TASK BRIEF:
Give each line of all the rows below as a JSON list of strings, one string per line, leaving out blank lines and the pictures.

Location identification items

▶

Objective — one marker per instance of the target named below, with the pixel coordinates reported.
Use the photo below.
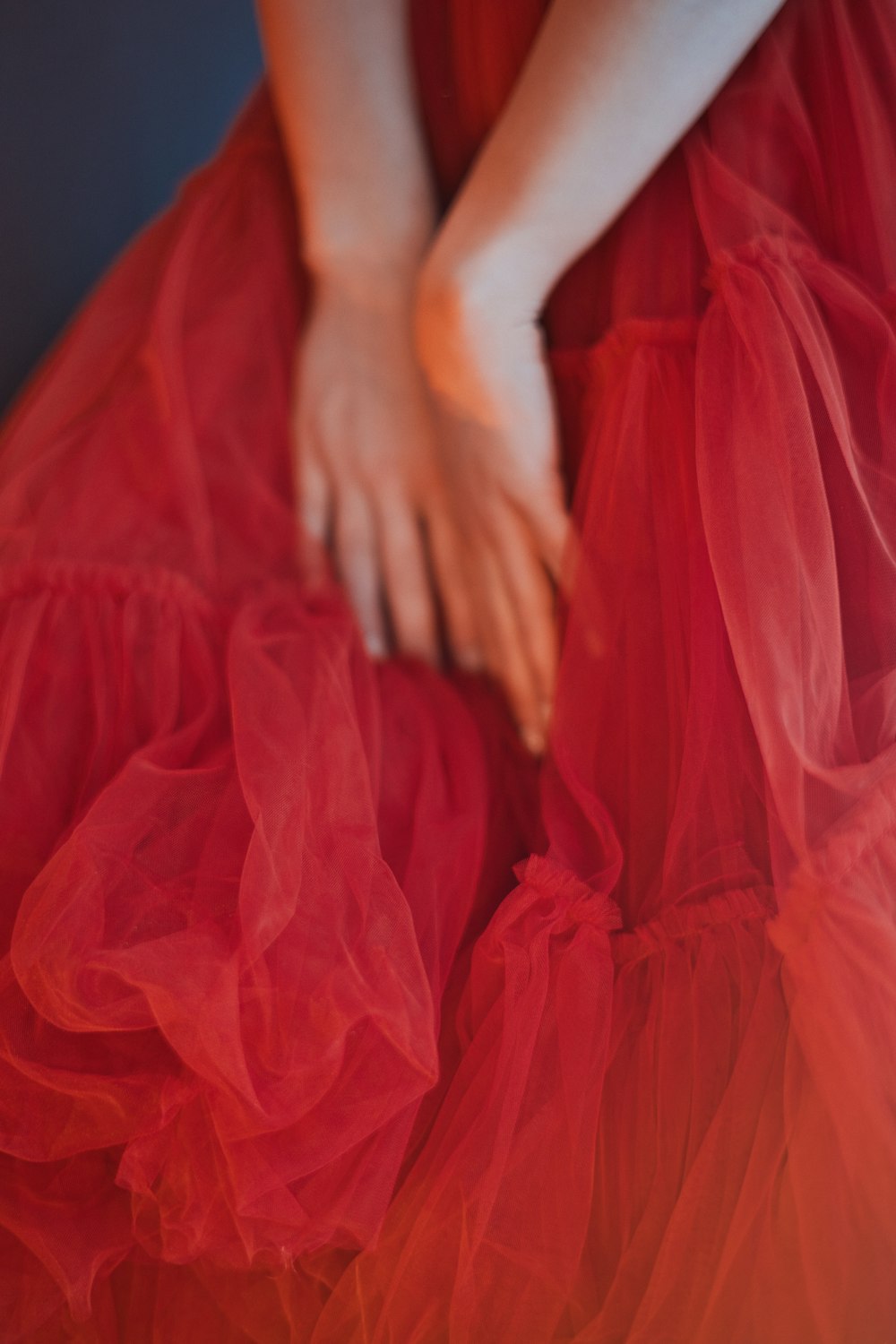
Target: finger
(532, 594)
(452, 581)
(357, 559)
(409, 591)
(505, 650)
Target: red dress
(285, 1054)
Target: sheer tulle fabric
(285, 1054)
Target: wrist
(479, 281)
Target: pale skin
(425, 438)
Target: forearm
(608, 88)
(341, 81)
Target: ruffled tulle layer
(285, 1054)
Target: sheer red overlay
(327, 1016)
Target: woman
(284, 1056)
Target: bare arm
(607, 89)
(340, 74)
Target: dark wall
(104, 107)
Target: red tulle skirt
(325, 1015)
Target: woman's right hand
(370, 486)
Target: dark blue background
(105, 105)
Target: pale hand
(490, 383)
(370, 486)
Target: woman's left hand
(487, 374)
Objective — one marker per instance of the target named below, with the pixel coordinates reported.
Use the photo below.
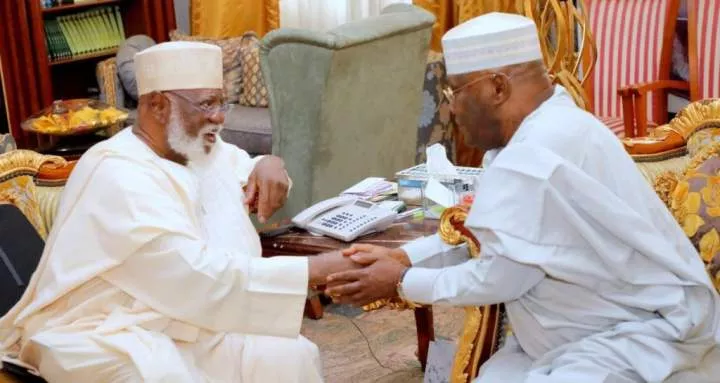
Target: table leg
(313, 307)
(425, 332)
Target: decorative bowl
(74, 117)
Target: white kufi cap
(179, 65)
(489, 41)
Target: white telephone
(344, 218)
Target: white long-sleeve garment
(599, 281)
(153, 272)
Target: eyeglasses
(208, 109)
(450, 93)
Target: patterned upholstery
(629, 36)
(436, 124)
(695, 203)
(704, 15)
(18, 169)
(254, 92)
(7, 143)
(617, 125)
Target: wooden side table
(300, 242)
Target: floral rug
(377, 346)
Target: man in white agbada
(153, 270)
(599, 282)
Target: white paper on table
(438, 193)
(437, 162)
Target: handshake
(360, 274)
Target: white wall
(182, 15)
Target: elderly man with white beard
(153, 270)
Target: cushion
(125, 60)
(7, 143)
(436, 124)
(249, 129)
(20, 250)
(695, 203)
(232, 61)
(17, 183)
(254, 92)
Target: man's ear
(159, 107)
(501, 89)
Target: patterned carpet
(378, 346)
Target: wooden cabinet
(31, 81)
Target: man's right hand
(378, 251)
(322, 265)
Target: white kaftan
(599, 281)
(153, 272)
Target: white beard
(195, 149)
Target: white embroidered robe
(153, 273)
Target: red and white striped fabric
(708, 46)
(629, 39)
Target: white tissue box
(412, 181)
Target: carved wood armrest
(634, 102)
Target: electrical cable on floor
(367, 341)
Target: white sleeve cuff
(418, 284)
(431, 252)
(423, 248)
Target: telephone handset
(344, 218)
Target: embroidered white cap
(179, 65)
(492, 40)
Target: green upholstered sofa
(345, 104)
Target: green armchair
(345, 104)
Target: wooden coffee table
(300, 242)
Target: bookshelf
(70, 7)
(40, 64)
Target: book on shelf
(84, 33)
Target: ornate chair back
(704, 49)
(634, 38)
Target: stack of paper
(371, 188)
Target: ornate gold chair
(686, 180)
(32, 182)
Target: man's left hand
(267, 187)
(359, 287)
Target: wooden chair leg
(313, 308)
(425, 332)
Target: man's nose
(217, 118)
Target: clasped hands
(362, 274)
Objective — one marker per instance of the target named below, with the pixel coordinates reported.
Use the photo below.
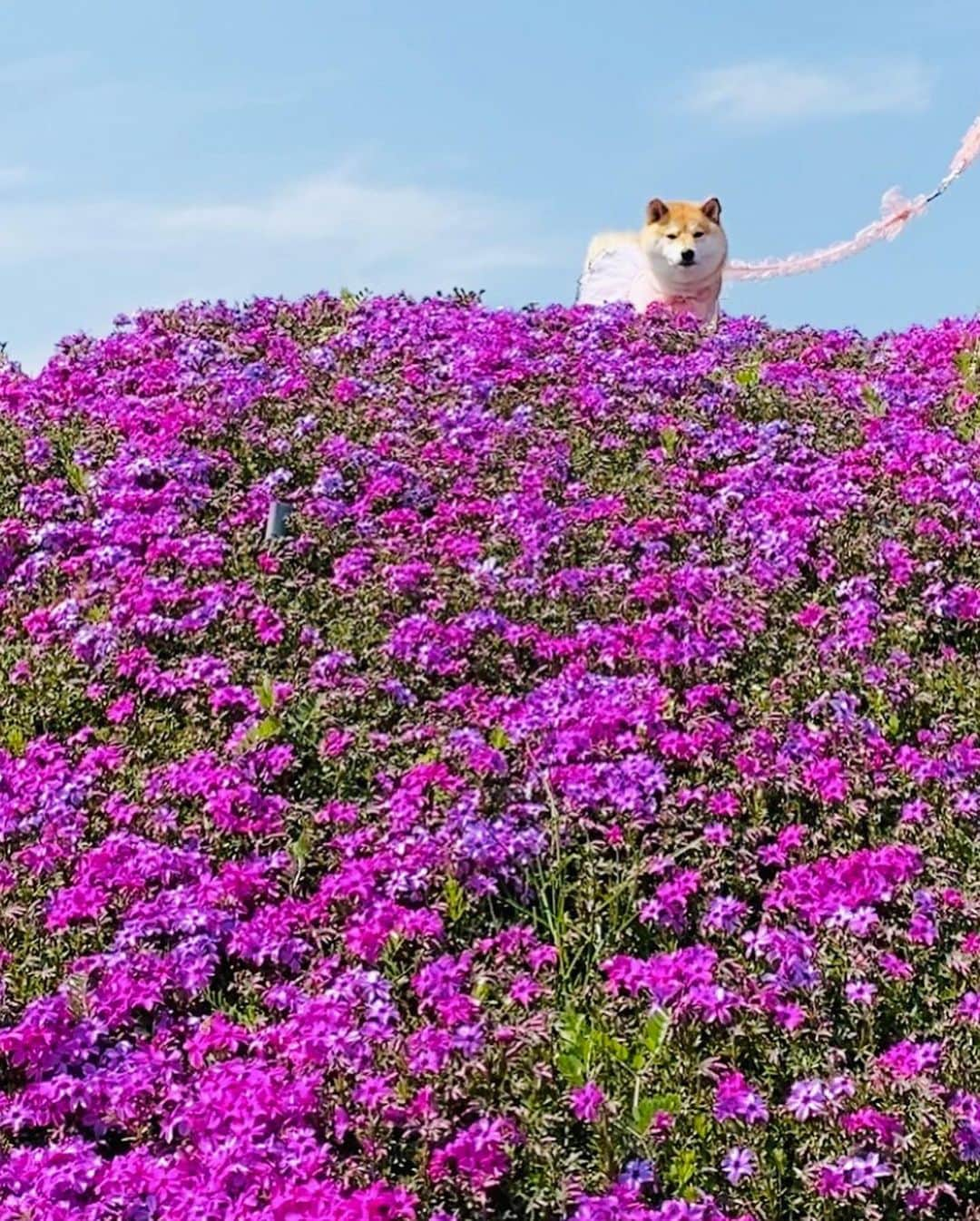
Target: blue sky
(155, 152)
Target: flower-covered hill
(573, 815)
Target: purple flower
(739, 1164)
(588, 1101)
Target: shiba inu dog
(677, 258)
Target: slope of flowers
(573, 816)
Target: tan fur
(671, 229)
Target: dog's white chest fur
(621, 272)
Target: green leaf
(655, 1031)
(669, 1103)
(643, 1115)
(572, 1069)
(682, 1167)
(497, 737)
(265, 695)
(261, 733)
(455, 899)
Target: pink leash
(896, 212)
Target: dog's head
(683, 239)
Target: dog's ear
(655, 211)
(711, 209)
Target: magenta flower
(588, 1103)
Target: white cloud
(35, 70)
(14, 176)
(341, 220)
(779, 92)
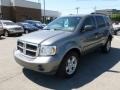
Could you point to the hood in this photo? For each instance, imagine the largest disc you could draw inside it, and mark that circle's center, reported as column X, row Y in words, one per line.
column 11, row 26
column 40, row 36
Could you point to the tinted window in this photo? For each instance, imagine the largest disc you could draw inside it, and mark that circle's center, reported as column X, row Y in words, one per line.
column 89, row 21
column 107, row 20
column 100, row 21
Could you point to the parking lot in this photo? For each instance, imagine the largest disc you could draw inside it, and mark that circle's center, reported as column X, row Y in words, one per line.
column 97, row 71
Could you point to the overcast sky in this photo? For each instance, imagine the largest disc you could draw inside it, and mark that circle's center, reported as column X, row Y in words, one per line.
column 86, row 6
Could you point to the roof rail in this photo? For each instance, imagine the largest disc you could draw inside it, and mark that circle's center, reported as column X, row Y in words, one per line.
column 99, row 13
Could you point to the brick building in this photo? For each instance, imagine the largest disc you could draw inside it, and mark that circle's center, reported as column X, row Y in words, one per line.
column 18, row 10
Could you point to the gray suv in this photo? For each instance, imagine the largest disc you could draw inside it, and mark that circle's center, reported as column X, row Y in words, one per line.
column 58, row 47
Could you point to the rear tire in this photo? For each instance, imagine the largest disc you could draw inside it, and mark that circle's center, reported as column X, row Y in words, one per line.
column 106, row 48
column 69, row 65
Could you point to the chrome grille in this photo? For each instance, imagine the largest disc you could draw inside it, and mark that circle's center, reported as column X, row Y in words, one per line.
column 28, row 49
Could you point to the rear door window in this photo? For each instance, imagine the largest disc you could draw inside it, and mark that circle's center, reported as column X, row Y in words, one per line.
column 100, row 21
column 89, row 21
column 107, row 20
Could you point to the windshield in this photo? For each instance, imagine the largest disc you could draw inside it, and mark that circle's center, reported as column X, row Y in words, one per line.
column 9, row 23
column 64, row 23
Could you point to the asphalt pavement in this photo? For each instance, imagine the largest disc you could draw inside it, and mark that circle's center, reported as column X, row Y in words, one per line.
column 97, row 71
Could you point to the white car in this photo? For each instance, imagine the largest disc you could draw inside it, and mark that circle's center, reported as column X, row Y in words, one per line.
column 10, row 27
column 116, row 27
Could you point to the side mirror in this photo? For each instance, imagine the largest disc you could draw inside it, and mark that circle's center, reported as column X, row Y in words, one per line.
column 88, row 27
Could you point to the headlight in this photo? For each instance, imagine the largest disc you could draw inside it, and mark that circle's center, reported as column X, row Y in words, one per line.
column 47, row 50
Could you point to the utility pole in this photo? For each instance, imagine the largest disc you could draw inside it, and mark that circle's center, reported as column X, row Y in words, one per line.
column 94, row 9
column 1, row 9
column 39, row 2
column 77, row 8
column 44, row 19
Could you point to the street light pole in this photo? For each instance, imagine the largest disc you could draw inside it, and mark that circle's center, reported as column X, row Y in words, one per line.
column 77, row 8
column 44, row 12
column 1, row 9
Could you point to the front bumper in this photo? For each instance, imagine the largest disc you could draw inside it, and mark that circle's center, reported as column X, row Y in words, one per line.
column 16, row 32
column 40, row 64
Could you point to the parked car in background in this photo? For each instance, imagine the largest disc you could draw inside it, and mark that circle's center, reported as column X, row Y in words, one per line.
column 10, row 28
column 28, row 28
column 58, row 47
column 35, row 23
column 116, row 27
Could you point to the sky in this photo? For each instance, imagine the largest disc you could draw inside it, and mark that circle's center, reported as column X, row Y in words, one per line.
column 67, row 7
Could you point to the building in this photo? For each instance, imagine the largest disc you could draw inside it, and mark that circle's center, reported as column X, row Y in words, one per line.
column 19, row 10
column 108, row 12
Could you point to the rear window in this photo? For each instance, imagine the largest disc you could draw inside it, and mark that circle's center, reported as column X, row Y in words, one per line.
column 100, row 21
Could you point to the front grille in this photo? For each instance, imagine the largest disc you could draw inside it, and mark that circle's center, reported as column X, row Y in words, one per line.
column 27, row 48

◀

FINAL RESULT:
[
  "Objective — one marker per instance of the target named below, with the pixel coordinates reported.",
  "Use the photo below.",
  "Target: finger",
  "(532, 594)",
  "(452, 581)",
  "(357, 559)",
  "(409, 591)",
  "(505, 650)",
  "Target: red dress",
  "(285, 1054)",
  "Target: sheer tulle fabric",
  "(285, 1054)",
  "Target: wrist",
  "(479, 281)",
  "Target: pale skin",
  "(425, 438)",
  "Target: forearm",
  "(608, 88)",
  "(341, 81)",
  "Target: ruffled tulle layer",
  "(285, 1054)",
  "Target: sheer red overlay",
  "(327, 1016)",
  "Target: woman",
  "(284, 1056)",
  "Target: bare arm",
  "(607, 89)",
  "(340, 74)",
  "Target: dark wall",
  "(104, 107)",
  "Target: red tulle skirt",
  "(325, 1015)",
  "Target: woman's right hand",
  "(370, 486)",
  "Target: dark blue background",
  "(105, 105)",
  "Target: pale hand",
  "(490, 383)",
  "(370, 486)",
  "Target: woman's left hand",
  "(487, 374)",
  "Objective — one marker per instance of the target named below, with the pixel coordinates reported.",
  "Use the photo below.",
  "Target: table leg",
  "(313, 307)",
  "(425, 332)",
  "Target: decorative bowl",
  "(74, 117)",
  "Target: white kufi cap",
  "(179, 65)",
  "(489, 41)",
  "Target: white telephone",
  "(344, 218)",
  "Target: white long-sleeve garment",
  "(599, 281)",
  "(153, 272)",
  "Target: eyeglasses",
  "(208, 109)",
  "(450, 93)",
  "Target: patterned upholstery",
  "(629, 36)",
  "(436, 124)",
  "(695, 203)",
  "(704, 15)",
  "(18, 169)",
  "(254, 92)",
  "(7, 143)",
  "(617, 125)",
  "Target: wooden side table",
  "(300, 242)",
  "Target: floral rug",
  "(377, 346)",
  "Target: man in white agbada",
  "(153, 270)",
  "(599, 282)",
  "Target: white paper on table",
  "(438, 193)",
  "(437, 162)",
  "Target: handshake",
  "(360, 274)",
  "Target: white wall",
  "(182, 15)",
  "Target: elderly man with white beard",
  "(153, 270)",
  "Target: cushion",
  "(125, 60)",
  "(7, 143)",
  "(436, 124)",
  "(249, 129)",
  "(20, 250)",
  "(695, 203)",
  "(232, 61)",
  "(17, 183)",
  "(254, 92)",
  "Target: man's ear",
  "(159, 107)",
  "(501, 89)",
  "Target: patterned carpet",
  "(378, 346)",
  "Target: wooden cabinet",
  "(31, 81)",
  "Target: man's right hand",
  "(378, 251)",
  "(322, 265)",
  "Target: white kaftan",
  "(599, 281)",
  "(153, 272)",
  "Target: white beard",
  "(195, 149)",
  "Target: white embroidered robe",
  "(153, 273)",
  "Target: red and white striped fabric",
  "(708, 46)",
  "(629, 39)",
  "Target: white tissue box",
  "(412, 181)",
  "Target: carved wood armrest",
  "(634, 102)",
  "Target: electrical cable on floor",
  "(367, 341)",
  "Target: white sleeve cuff",
  "(418, 284)",
  "(431, 252)",
  "(423, 248)",
  "Target: telephone handset",
  "(344, 218)",
  "Target: embroidered white cap",
  "(179, 65)",
  "(492, 40)",
  "Target: green upholstered sofa",
  "(345, 104)",
  "Target: green armchair",
  "(345, 104)",
  "Target: wooden coffee table",
  "(300, 242)",
  "Target: bookshelf",
  "(70, 7)",
  "(40, 64)",
  "Target: book on shelf",
  "(84, 33)",
  "Target: ornate chair back",
  "(704, 49)",
  "(634, 38)",
  "Target: stack of paper",
  "(371, 188)",
  "Target: ornate gold chair",
  "(686, 180)",
  "(32, 182)",
  "Target: man's left hand",
  "(267, 187)",
  "(359, 287)",
  "Target: wooden chair leg",
  "(313, 308)",
  "(425, 332)",
  "Target: man's nose",
  "(217, 118)",
  "Target: clasped hands",
  "(362, 274)",
  "Objective — one marker per instance of the target named below, with the pixel coordinates reported.",
  "Use the photo below.",
  "Target: blue sky",
  "(155, 152)",
  "Target: flower-covered hill",
  "(573, 815)",
  "Target: purple flower",
  "(739, 1164)",
  "(588, 1101)",
  "Target: shiba inu dog",
  "(677, 258)",
  "Target: slope of flowers",
  "(573, 816)",
  "Target: tan fur",
  "(671, 229)",
  "Target: dog's white chest fur",
  "(621, 272)",
  "Target: green leaf",
  "(655, 1031)",
  "(669, 1103)",
  "(643, 1115)",
  "(572, 1069)",
  "(682, 1167)",
  "(497, 737)",
  "(265, 695)",
  "(261, 733)",
  "(455, 899)",
  "Target: pink leash",
  "(896, 212)",
  "Target: dog's head",
  "(683, 239)",
  "Target: dog's ear",
  "(655, 211)",
  "(711, 209)",
  "Target: magenta flower",
  "(588, 1103)",
  "Target: white cloud",
  "(35, 70)",
  "(14, 176)",
  "(341, 220)",
  "(779, 92)",
  "Could you point to the hood in this photo? For each instance, imagine the largest disc you could draw inside it, and mark that circle's center, reported as column X, row Y in words, one per line.",
  "column 11, row 26",
  "column 40, row 36",
  "Could you point to the tinted window in this photo? For each instance, imagine the largest disc you could draw inside it, and mark that circle's center, reported as column X, row Y in words, one per line.",
  "column 89, row 21",
  "column 107, row 20",
  "column 100, row 21",
  "Could you point to the parking lot in this photo? For each instance, imagine the largest disc you could draw inside it, and mark that circle's center, reported as column X, row Y in words, one per line.",
  "column 97, row 71",
  "Could you point to the overcast sky in this photo? For each instance, imagine the largest disc you could draw inside it, and mark that circle's center, reported as column X, row Y in words, one per line.",
  "column 86, row 6",
  "Could you point to the roof rail in this photo? For each instance, imagine the largest disc you could draw inside it, and mark that circle's center, reported as column X, row Y in words, one per line.",
  "column 99, row 13",
  "Could you point to the brick building in this photo? For each instance, imagine the largest disc you could draw inside it, and mark that circle's center, reported as column X, row Y in words, one per line.",
  "column 18, row 10",
  "Could you point to the gray suv in this photo? For each instance, imagine the largest disc you could draw inside it, and mark that circle's center, reported as column X, row Y in words, one per line.",
  "column 58, row 47",
  "Could you point to the rear tire in this photo? For each instance, imagine the largest disc you could draw inside it, and mark that circle's center, reported as column X, row Y in words, one per line.",
  "column 106, row 48",
  "column 69, row 65",
  "Could you point to the chrome grille in this photo? For each instance, imagine the largest disc you could draw inside it, and mark that circle's center, reported as column X, row Y in words, one per line.",
  "column 28, row 49",
  "Could you point to the rear door window in this photo? For each instance, imagine the largest disc you could draw inside it, and mark that circle's center, reported as column X, row Y in words, one per line.",
  "column 100, row 21",
  "column 89, row 21",
  "column 107, row 20",
  "Could you point to the windshield in this photo? For each instance, imagine the largest disc you could draw inside it, and mark that circle's center, reported as column X, row Y in words, one per line.",
  "column 9, row 23",
  "column 64, row 23",
  "Could you point to the asphalt pavement in this photo? For each instance, imagine the largest disc you could draw inside it, and mark that circle's center, reported as column X, row Y in words, one per line.",
  "column 97, row 71",
  "Could you point to the white car in this photo? For each instance, imagine the largest disc you could draw inside it, and mark that circle's center, reported as column X, row Y in words, one per line.",
  "column 10, row 27",
  "column 116, row 27",
  "Could you point to the side mirror in this photo? For each instance, imagine the largest disc you could draw inside it, and mark that circle's center, reported as column X, row Y in words, one per line.",
  "column 88, row 27",
  "Could you point to the headlight in this photo? For each instance, imagine the largest disc you could draw inside it, and mark that circle's center, reported as column X, row Y in words, one per line.",
  "column 47, row 50",
  "Could you point to the utility pole in this photo? For each instance, imagine the largest disc you could draw inside it, and mark that circle's center, reported as column X, row Y in words, one per line.",
  "column 94, row 9",
  "column 1, row 9",
  "column 39, row 2",
  "column 77, row 8",
  "column 44, row 19",
  "Could you point to the street light pole in this photo? For each instance, imagine the largest disc you could draw inside it, and mark that circle's center, reported as column X, row Y in words, one per line.",
  "column 77, row 8",
  "column 44, row 12",
  "column 1, row 9",
  "Could you point to the front bumper in this photo? For each instance, imagine the largest disc you could draw inside it, and mark that circle's center, reported as column X, row Y in words, one per line.",
  "column 16, row 32",
  "column 40, row 64",
  "Could you point to the parked car in background in this photo? For each instance, imagine the largest disc you could draw inside it, and mark that circle's center, reported as column X, row Y in words, one per line.",
  "column 10, row 28",
  "column 28, row 28",
  "column 58, row 47",
  "column 35, row 23",
  "column 116, row 27",
  "Could you point to the sky in this photo? For each instance, imagine the largest disc you could draw inside it, and mark that circle's center, reported as column X, row Y in words, one per line.",
  "column 67, row 7",
  "Could you point to the building in this photo? For each instance, imagine the largest disc you could draw inside it, and mark that circle's center, reported as column X, row Y in words, one per line.",
  "column 19, row 10",
  "column 108, row 12",
  "Could you point to the rear window in this photo? For each instance, imagine the largest disc you could draw inside it, and mark that circle's center, reported as column X, row Y in words, one per line.",
  "column 100, row 21",
  "Could you point to the front grille in this photo? For each instance, imagine the largest disc you could draw inside it, and mark that circle's center, reported as column X, row Y in words, one per line.",
  "column 27, row 48"
]